1. 문제의식: 모델은 “알지만 말하지 않는다”

이 논문의 출발점은 Generation–Discrimination Gap (G-D gap) 입니다.

Generation accuracy: 모델이 실제로 생성한 답변의 정확성
Probe accuracy: 중간 activation을 사용해 “이 답이 진실인가?”를 분류하는 정확성

LLaMA-7B + TruthfulQA에서:

Generation 정확도 ≈ 30%
Probe 정확도 ≈ 70%+

👉 모델 내부에는 ‘진실 여부’ 정보가 존재하지만, decoding 과정에서 그것이 제대로 반영되지 않는다는 강한 증거를 제시합니다

2. 핵심 아이디어: Inference-Time Intervention (ITI)

한 줄 요약

“진실과 강하게 상관된 attention head의 activation을, inference 중에 살짝 밀어준다.”

중요한 점

❌ 파라미터 업데이트 없음 (no finetuning)
❌ RLHF 없음
✅ Inference-time activation editing
✅ 매우 적은 supervision (수십~수백 샘플)

» **주어진 과제 1**: 인용문에서 "중요한 점" 아래에 나열된 사항을 모두 그대로 적으십시오.

» **주석 데이터셋의 항목**:
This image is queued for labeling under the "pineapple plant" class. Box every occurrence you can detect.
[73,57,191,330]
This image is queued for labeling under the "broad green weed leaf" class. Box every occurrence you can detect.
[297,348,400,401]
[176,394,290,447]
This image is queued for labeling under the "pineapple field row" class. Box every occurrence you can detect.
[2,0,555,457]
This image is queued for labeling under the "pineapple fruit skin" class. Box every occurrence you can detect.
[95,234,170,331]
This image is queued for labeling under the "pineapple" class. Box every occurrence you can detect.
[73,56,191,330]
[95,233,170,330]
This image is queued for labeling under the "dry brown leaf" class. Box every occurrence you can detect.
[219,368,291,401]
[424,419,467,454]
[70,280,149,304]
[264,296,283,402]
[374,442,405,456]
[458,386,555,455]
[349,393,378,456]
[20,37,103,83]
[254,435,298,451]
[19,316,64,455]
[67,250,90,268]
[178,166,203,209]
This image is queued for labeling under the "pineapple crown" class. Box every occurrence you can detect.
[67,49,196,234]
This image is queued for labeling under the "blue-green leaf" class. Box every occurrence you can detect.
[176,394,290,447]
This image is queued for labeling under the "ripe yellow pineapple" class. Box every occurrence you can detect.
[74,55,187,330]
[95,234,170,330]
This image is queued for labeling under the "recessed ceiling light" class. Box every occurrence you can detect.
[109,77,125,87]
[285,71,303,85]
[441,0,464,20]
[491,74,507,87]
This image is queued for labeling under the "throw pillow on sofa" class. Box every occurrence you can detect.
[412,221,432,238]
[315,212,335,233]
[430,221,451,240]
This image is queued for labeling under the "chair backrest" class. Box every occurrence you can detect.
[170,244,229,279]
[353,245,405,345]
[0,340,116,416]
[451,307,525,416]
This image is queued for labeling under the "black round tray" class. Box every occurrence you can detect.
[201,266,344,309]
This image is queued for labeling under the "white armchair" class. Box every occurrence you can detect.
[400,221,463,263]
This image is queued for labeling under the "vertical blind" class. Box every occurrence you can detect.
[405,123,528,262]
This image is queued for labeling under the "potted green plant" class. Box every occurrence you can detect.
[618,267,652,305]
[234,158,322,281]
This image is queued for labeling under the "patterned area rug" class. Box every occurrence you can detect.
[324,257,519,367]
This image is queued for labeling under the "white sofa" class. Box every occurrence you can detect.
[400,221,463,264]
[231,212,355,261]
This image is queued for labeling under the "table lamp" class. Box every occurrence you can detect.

» **주어진 과제 2**: 항목의 첫 줄부터 "[2,0,555,457]"가 들어 있는 줄까지, 그 줄을 포함하여 그대로 추출하십시오.

» **예상 답변 1**:
❌ 파라미터 업데이트 없음 (no finetuning)
❌ RLHF 없음
✅ Inference-time activation editing
✅ 매우 적은 supervision (수십~수백 샘플)

» **예상 답변 2**:
This image is queued for labeling under the "pineapple plant" class. Box every occurrence you can detect.
[73,57,191,330]
This image is queued for labeling under the "broad green weed leaf" class. Box every occurrence you can detect.
[297,348,400,401]
[176,394,290,447]
This image is queued for labeling under the "pineapple field row" class. Box every occurrence you can detect.
[2,0,555,457]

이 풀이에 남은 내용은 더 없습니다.